• _Excerpt to read_:
/---

The fundamentals of gold are changing, as is visible from the sharp rise in its price (see chart) and receding fears of a rate increase by the US Federal Reserve. Since mid-December, prices have rebounded from multi-year lows, led by huge demand, mainly from US investors. So, after three (financial) years of negative return, gold managed to end with some gain for the 12 months ended March 2016. In India, too, gold has delivered positive returns, after two years of loss.
However, since February, the yellow metal has come off a bit, due to profit booking and return of risk appetite. While gold might consolidate or see some more profit booking in the near term, experts say the fundamentals of gold are intact. While they say 2016-17 might not be a great year for gold investors in returns, they also advise that investors use the corrections to accumulate the precious metal, adding that at every fall, buyers are coming, thereby supporting the price.
In mid-December, when international prices hit a multi-year low of $1,051 an ounce and the US Federal Reserve ended uncertainty over rate increases, sudden demand emerged, led by US-based exchange-traded fund (ETF) investors and Indian importers. And, prices took a sharp U-turn.
In the March '16 quarter, while demand for gold from major consumers like India was subdued, US investors were heavy buyers. Compared to global demand for physical gold of 186.6 tonnes and ETFs' purchase of 25.2 tonnes in the March '15 quarter, demand in the recently concluded quarter from the world's largest gold ETF, the US-based SPDR, alone was 178 tonnes. This has taken its total holding to 820 tonnes, a three-year high. The previous five quarters ending December 2015 had seen a combined gold investment demand of only 87 tonnes in the US.
Now, with accommodative liquidity measures by the European Central Bank and Japan, coupled with the US Fed moderating its stance, this has led to the dollar's fall and return of risk appetite, leading to profit booking in gold.
In this backdrop, and with the international price at $1,232 an oz, and the Mumbai price at Rs 28,340 per 10g, investors should not hurry to buy. GFMS Thomson Reuters said in a survey issued some days earlier, "Prices are likely to fall below $1,200 in the coming months because physical demand in Asia is already weak and risk appetite is improving. And, as the dollar strengthens again, it could put renewed pressure on gold's safe haven appeal and prices."
Various other ratios also indicate gold might not perform as well as major commodities such as crude oil or copper. The ratio of gold to crude oil, indicating how many barrels can be purchased with an ounce of gold, has started rising since mid-February when the gold price was stagnant. This suggests opportunist traders moved to other beaten-down commodities. Usually, when the oil price rises, so does gold, as a high oil price indicates inflationary pressure. However, at $40 a barrel, oil is not costly enough to worry economists. Experts say oil will continue to outperform gold for some more time.

\---

[Source data]
/---

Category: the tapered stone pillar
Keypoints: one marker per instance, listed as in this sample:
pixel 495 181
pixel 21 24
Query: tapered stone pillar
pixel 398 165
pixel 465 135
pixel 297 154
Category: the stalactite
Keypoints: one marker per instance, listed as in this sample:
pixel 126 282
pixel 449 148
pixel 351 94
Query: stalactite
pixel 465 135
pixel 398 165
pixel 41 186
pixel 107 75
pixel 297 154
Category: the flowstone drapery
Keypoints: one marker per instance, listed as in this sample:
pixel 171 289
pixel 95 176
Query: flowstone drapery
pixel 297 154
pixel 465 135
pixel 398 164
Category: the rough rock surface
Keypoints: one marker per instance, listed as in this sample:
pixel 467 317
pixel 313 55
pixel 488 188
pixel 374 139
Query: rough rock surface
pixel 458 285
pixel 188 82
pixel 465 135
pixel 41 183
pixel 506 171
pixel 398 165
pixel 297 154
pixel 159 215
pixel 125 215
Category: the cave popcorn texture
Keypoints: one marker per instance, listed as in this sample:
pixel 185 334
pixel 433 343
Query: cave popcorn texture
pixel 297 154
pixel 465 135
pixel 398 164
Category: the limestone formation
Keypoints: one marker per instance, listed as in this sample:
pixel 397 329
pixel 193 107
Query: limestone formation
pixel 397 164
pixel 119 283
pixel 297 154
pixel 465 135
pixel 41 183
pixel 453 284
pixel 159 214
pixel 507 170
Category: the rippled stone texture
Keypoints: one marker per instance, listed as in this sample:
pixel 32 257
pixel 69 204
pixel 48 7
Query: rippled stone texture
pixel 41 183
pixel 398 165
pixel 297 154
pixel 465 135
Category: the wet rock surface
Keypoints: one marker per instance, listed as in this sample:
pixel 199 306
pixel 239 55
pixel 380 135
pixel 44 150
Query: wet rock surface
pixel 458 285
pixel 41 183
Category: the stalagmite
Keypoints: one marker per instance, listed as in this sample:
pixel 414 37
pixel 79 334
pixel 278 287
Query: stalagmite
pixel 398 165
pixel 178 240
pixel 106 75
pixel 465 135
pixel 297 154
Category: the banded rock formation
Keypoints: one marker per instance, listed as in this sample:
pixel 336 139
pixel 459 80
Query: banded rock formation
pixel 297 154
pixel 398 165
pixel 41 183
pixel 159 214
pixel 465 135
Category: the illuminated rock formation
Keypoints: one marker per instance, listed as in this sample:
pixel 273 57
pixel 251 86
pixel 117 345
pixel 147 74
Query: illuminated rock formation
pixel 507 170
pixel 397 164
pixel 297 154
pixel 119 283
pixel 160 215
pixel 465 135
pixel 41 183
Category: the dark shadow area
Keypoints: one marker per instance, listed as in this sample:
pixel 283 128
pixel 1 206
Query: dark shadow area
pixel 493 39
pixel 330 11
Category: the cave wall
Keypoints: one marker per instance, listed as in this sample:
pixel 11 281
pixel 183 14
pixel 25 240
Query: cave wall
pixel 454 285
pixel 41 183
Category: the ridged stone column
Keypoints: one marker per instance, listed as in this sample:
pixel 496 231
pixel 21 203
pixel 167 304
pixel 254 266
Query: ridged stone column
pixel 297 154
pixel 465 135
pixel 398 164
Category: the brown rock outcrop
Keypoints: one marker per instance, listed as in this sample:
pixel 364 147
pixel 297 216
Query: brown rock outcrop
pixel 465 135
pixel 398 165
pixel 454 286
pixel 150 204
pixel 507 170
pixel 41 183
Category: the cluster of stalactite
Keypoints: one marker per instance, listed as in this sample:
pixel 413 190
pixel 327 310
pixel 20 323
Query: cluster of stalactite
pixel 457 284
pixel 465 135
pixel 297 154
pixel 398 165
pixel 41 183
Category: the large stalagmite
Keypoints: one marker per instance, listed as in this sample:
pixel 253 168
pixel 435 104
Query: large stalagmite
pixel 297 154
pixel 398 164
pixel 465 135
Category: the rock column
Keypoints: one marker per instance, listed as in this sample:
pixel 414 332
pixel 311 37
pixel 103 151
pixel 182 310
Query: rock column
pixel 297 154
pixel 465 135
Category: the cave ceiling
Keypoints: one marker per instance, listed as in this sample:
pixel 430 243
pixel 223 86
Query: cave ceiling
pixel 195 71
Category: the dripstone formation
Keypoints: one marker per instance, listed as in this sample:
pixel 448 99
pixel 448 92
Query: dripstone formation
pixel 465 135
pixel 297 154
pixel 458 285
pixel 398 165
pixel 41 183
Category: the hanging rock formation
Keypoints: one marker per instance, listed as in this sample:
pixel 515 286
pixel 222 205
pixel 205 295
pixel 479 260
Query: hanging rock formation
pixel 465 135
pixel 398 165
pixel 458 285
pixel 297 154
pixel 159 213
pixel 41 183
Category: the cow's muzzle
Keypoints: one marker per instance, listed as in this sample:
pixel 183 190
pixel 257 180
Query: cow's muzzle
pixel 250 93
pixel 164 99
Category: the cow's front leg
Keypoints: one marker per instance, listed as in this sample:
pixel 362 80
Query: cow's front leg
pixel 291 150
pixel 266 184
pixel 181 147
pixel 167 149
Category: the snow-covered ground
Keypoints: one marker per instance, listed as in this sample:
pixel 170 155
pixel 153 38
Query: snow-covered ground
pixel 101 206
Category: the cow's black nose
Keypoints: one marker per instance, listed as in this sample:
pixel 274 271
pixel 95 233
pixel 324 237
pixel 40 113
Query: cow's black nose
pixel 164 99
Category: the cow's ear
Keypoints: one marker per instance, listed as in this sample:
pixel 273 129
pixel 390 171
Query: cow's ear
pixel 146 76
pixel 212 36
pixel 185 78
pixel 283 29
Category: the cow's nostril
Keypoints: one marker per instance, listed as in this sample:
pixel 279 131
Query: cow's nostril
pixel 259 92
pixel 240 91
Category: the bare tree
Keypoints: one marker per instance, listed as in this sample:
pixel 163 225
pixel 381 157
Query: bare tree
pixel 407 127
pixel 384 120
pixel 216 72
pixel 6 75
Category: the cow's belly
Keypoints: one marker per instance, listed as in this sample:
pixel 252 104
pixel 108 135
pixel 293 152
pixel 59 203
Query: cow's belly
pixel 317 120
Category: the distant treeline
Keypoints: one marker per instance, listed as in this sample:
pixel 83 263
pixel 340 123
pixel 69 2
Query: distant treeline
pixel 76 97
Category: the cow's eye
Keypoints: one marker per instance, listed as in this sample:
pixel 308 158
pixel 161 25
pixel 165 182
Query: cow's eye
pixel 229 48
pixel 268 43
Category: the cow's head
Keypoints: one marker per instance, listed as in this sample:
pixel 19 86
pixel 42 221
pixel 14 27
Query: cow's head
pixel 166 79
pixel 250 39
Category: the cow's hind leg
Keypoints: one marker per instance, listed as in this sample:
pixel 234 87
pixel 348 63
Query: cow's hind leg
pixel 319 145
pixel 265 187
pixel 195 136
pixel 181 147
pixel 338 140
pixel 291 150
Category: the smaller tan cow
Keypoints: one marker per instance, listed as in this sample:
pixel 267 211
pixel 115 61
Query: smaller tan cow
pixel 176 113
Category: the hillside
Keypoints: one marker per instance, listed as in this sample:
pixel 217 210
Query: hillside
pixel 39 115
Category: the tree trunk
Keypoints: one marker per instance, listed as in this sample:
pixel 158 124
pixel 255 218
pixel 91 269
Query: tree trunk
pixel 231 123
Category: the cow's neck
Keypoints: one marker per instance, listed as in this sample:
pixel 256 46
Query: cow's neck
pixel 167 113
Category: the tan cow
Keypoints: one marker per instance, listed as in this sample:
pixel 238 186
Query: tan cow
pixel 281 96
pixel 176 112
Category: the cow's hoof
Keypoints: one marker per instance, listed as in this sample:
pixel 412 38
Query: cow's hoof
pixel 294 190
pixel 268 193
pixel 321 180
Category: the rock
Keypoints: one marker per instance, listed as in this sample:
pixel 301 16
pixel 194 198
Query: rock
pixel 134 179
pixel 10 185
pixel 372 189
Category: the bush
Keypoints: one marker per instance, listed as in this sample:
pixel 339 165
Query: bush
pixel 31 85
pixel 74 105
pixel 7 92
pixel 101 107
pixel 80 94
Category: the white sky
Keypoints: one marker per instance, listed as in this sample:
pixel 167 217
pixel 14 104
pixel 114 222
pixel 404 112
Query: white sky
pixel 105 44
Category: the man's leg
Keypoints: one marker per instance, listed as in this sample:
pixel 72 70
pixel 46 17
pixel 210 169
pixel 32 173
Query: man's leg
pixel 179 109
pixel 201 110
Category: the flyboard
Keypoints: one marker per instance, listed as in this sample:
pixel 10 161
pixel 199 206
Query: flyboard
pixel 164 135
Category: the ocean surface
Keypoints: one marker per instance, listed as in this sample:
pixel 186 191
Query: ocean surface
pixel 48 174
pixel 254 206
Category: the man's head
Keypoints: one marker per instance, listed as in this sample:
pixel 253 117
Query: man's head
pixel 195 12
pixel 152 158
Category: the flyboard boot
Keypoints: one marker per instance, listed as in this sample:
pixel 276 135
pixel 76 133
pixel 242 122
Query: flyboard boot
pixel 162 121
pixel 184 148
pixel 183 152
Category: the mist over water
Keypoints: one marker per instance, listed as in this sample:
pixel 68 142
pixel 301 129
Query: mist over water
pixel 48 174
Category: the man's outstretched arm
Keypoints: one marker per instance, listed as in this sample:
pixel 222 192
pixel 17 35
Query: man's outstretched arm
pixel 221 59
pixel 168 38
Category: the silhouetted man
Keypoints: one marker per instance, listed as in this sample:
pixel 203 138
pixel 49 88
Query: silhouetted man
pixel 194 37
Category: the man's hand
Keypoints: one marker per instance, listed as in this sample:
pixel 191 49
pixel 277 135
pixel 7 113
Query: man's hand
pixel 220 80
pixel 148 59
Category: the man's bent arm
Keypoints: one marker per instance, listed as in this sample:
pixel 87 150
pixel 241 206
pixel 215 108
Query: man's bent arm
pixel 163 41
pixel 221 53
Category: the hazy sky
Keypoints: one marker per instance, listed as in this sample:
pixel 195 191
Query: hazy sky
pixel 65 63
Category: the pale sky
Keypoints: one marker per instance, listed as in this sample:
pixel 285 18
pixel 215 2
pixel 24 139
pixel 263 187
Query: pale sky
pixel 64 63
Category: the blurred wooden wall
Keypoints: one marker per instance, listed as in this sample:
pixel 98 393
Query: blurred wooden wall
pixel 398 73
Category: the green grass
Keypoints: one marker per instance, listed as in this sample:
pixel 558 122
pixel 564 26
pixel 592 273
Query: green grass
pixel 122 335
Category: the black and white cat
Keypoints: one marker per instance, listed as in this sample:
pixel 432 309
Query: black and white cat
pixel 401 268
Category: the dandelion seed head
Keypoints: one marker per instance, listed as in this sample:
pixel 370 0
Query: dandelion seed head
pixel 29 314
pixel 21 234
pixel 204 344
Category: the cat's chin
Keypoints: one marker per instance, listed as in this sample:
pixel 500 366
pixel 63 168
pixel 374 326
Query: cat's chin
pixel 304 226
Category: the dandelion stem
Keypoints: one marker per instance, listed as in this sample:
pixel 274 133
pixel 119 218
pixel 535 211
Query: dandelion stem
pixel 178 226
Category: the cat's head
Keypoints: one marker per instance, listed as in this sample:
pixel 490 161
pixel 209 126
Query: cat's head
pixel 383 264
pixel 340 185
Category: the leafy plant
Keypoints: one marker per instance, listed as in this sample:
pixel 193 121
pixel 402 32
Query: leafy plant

\---

• _Problem details_: Reproduce the passage of the article on gold prices from "However, since February, the" to "a sharp U-turn.", replacing "yellow metal" with "bullion".

• _Result_:
However, since February, the bullion has come off a bit, due to profit booking and return of risk appetite. While gold might consolidate or see some more profit booking in the near term, experts say the fundamentals of gold are intact. While they say 2016-17 might not be a great year for gold investors in returns, they also advise that investors use the corrections to accumulate the precious metal, adding that at every fall, buyers are coming, thereby supporting the price.
In mid-December, when international prices hit a multi-year low of $1,051 an ounce and the US Federal Reserve ended uncertainty over rate increases, sudden demand emerged, led by US-based exchange-traded fund (ETF) investors and Indian importers. And, prices took a sharp U-turn.